Records from a data collection:
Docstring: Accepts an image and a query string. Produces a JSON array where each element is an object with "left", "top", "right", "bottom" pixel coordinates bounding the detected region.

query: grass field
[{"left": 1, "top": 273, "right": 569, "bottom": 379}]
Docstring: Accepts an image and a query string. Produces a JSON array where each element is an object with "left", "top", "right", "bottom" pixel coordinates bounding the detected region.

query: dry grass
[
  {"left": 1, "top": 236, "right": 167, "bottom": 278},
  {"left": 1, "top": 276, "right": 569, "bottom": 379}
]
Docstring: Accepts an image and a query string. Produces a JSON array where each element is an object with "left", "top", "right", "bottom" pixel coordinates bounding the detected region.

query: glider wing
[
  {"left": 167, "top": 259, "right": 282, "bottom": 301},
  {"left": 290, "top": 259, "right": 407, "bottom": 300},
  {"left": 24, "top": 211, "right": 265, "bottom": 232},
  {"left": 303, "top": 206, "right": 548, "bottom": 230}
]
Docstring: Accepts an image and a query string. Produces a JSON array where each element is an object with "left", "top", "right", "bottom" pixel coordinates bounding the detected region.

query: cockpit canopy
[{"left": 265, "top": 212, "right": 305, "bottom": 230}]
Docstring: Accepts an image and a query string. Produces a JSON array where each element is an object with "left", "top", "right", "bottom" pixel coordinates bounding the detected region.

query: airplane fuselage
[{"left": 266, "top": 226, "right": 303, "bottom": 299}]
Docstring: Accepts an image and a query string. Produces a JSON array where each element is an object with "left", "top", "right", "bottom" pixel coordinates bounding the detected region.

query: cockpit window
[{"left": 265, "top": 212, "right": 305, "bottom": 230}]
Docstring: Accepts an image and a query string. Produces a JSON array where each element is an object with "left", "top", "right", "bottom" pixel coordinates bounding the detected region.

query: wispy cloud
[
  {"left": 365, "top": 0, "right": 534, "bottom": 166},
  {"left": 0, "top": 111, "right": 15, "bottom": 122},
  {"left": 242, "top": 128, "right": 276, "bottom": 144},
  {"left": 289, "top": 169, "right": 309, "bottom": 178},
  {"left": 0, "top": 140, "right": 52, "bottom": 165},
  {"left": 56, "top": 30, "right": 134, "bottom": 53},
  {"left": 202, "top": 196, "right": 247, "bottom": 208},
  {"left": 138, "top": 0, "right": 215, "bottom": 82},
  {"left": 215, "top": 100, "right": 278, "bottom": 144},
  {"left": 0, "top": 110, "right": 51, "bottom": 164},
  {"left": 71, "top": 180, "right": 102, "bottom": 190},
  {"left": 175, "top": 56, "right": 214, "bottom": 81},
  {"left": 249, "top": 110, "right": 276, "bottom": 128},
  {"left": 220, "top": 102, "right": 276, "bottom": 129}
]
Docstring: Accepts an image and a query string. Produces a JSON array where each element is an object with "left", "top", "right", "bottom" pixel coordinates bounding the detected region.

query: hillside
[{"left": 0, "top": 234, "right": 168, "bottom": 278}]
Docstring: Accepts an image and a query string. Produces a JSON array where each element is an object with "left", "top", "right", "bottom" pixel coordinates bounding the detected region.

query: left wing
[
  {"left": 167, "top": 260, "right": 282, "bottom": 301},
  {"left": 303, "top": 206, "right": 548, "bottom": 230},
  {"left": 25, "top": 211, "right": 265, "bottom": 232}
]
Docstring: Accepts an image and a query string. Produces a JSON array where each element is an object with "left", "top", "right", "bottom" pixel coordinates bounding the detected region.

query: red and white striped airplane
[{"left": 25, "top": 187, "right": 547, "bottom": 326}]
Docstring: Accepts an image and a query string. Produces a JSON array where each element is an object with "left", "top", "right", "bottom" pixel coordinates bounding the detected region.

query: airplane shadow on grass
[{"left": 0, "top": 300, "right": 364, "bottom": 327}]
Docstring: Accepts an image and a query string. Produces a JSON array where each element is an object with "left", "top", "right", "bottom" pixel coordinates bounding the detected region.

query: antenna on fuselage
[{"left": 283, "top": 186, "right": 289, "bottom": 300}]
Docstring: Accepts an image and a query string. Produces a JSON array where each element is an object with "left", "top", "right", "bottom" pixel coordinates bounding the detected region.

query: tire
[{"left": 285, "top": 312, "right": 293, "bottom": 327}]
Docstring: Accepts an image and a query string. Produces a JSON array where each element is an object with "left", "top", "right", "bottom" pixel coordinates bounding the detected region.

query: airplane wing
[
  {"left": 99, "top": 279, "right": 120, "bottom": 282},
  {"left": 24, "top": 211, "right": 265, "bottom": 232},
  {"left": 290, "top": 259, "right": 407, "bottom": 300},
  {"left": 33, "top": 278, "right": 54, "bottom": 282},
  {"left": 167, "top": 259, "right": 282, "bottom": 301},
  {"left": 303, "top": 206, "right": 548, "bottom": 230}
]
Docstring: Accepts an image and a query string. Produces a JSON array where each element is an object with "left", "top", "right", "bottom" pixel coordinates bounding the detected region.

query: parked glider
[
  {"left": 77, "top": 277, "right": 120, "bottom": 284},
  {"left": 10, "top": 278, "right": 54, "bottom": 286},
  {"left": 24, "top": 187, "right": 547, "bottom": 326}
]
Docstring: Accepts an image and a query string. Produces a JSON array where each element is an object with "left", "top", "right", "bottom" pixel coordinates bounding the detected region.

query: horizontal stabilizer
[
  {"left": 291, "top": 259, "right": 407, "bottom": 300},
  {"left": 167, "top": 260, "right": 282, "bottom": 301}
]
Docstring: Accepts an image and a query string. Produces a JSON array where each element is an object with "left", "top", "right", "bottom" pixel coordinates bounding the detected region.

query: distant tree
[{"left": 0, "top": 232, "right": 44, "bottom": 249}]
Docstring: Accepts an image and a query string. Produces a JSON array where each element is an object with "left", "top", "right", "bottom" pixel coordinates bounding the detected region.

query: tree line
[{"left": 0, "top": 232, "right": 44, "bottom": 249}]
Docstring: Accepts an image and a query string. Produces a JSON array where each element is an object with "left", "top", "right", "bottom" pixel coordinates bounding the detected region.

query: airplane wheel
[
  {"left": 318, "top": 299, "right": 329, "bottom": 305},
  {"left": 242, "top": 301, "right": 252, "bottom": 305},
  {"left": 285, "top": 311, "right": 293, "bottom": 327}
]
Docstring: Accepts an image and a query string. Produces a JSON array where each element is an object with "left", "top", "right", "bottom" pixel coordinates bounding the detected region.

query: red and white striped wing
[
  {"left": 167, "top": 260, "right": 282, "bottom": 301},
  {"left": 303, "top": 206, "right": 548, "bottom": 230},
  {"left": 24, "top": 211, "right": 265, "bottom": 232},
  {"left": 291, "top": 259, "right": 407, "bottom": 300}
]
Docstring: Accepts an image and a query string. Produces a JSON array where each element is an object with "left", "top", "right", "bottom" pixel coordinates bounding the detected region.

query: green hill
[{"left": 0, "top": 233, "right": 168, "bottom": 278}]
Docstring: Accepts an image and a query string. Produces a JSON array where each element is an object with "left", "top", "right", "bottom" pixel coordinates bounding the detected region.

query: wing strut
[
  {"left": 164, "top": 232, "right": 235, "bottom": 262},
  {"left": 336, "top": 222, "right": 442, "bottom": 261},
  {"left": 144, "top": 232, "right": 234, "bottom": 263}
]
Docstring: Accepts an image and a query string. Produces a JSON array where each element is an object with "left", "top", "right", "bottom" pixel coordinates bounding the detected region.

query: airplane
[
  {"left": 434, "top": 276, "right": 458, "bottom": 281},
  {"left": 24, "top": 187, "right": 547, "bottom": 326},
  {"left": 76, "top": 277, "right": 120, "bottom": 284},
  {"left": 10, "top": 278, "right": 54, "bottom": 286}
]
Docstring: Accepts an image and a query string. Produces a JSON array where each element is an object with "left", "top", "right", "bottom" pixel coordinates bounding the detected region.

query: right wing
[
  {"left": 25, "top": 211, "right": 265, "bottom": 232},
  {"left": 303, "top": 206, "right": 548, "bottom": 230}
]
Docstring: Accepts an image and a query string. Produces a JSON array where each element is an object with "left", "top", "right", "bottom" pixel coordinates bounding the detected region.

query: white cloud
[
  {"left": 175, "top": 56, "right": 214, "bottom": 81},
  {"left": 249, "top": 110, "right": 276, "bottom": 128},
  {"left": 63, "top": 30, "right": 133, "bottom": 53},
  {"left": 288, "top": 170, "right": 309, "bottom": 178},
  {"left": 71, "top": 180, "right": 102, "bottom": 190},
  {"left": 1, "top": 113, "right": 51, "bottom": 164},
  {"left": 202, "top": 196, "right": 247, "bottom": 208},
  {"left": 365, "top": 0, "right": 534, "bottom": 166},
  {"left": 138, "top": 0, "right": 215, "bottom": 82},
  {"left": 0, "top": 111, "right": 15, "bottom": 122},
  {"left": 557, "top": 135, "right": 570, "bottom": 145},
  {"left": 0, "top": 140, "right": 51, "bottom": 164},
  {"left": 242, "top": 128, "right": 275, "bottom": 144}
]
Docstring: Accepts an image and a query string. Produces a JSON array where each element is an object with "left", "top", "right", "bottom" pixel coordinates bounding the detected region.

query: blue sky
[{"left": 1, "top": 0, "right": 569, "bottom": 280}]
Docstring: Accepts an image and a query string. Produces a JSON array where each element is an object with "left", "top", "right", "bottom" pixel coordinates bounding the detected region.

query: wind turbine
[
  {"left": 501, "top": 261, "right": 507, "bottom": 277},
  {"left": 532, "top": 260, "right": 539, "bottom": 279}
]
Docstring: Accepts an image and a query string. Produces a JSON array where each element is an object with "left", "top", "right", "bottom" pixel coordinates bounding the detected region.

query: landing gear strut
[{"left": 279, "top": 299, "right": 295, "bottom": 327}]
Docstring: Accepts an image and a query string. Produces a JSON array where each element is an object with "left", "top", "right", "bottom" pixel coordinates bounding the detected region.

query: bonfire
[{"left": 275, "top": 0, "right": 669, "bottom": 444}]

* TASK STATEMENT:
Your answer should hold exactly the lines from the one containing "query: wind turbine" to the last line of the data, both included, and no others.

* YOUR RESPONSE:
query: wind turbine
[
  {"left": 501, "top": 261, "right": 507, "bottom": 277},
  {"left": 532, "top": 260, "right": 539, "bottom": 279}
]
Docstring: Accepts an image and a query string. Produces a JSON array where each element is an object with "left", "top", "right", "bottom" pixel coordinates bounding the detected region.

query: landing gear strut
[{"left": 279, "top": 299, "right": 295, "bottom": 327}]
Docstring: Accepts an image and a query string. Produces a JSON array where each element is an object with "left", "top", "right", "bottom" pixel coordinates bounding the detected region.

query: bonfire
[{"left": 275, "top": 0, "right": 669, "bottom": 444}]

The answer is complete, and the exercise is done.